Records shown: Begin

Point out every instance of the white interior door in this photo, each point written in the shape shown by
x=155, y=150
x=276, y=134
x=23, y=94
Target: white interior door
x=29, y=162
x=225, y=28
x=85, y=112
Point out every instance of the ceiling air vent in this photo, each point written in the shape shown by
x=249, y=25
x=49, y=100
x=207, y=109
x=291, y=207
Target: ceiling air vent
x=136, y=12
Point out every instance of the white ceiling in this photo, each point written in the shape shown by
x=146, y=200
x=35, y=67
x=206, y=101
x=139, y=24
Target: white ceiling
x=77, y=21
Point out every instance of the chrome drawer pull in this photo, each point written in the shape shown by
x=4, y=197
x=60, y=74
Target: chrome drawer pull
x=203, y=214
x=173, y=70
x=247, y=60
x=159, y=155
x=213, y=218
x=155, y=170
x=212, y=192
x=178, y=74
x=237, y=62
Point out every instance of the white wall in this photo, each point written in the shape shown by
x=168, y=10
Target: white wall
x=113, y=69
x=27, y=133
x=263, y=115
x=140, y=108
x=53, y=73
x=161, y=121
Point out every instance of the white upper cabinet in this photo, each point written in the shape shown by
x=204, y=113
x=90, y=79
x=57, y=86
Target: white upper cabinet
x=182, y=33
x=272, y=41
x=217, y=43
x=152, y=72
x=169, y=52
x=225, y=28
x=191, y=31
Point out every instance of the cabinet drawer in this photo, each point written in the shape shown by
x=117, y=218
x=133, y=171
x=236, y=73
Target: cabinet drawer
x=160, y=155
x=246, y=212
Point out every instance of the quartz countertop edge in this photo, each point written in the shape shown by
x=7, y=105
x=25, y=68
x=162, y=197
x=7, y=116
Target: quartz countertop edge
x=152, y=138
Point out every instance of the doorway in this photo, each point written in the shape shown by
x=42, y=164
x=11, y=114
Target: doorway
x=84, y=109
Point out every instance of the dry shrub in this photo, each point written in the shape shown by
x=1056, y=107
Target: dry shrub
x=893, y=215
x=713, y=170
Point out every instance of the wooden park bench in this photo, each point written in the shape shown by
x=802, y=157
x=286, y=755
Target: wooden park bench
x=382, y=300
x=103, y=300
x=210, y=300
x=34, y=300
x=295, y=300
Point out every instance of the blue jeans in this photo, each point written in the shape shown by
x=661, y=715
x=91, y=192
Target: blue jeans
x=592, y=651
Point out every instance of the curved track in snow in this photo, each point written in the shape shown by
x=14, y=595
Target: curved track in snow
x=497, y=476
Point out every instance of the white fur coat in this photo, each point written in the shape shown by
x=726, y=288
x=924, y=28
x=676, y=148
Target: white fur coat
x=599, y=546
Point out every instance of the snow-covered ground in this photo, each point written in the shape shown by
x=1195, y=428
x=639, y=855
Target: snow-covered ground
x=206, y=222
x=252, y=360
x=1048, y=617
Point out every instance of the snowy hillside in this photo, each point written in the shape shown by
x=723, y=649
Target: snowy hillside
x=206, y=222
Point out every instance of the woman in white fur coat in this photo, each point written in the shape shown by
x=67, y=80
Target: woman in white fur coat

Records shown: End

Report all lines of the data above that include the string "woman".

Point out every instance of the woman in white fur coat in this photo, each point written in the shape shown by
Target: woman in white fur coat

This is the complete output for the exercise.